*Task to carry out:*
Swap "perception module" for "vision system" in each of the entries below, and reproduce every line with nothing else changed.

*Records for the exercise:*

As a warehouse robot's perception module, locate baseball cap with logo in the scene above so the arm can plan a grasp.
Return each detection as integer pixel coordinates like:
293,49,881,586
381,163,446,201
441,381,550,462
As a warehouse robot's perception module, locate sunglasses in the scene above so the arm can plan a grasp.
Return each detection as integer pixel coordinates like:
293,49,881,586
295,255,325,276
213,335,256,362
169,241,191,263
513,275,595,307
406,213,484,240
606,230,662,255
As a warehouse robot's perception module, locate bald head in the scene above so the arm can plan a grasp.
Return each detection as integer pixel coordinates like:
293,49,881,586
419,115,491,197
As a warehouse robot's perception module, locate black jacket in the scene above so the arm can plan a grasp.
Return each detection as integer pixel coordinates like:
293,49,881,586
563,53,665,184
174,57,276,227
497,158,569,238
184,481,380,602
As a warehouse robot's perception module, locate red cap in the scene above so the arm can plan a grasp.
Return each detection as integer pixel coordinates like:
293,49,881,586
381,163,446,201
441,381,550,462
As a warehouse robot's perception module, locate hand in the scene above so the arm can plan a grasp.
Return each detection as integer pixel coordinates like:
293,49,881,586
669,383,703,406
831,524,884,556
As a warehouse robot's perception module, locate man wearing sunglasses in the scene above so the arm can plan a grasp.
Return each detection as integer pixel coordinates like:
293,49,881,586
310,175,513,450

*Completed exercise:*
As a warehouse robot's vision system, locate baseball cap with logo in the scene above so the arm can plan a grasp.
Return each detection as integer pixel coordinates like:
293,49,881,586
381,163,446,201
441,381,550,462
As a warehouse robot's vision system, locate sunglasses in the scene above so the arm can plan a grasp.
Return each detection as integer pixel coordinates like:
293,49,881,586
295,255,325,276
213,335,256,362
169,241,191,263
513,275,595,307
406,213,484,240
606,230,662,255
As a warehouse robot's vision system, locate bald head in the scene above so the arm can plan a grasp.
Return each detection as integer pixel coordinates like:
293,49,881,586
419,115,491,197
As a warehouse robot's vision system, locate black jacket in the scene above so the arm can plan a grasp.
Return each detection as integer pixel coordinates like:
293,49,881,586
563,53,665,184
174,57,276,227
497,158,569,238
184,481,380,602
As a warehouse robot's vision system, locate red cap in the scene above so the arm can plan a grasp.
Return each detection as integer pixel coordinates like:
293,49,881,586
381,163,446,201
441,381,550,462
As a warehouse robot's vision system, locate hand in the scene above so the arm can plan a grasp.
Return each detection as integer pixel coordinates like:
293,49,881,586
669,383,703,406
831,524,884,556
As a warehouse robot's vision system, locate man wearing sunglasses in the scene above so the arm can plan a grasp.
Return each detection as integer pixel coordinates like:
293,49,881,586
310,175,513,450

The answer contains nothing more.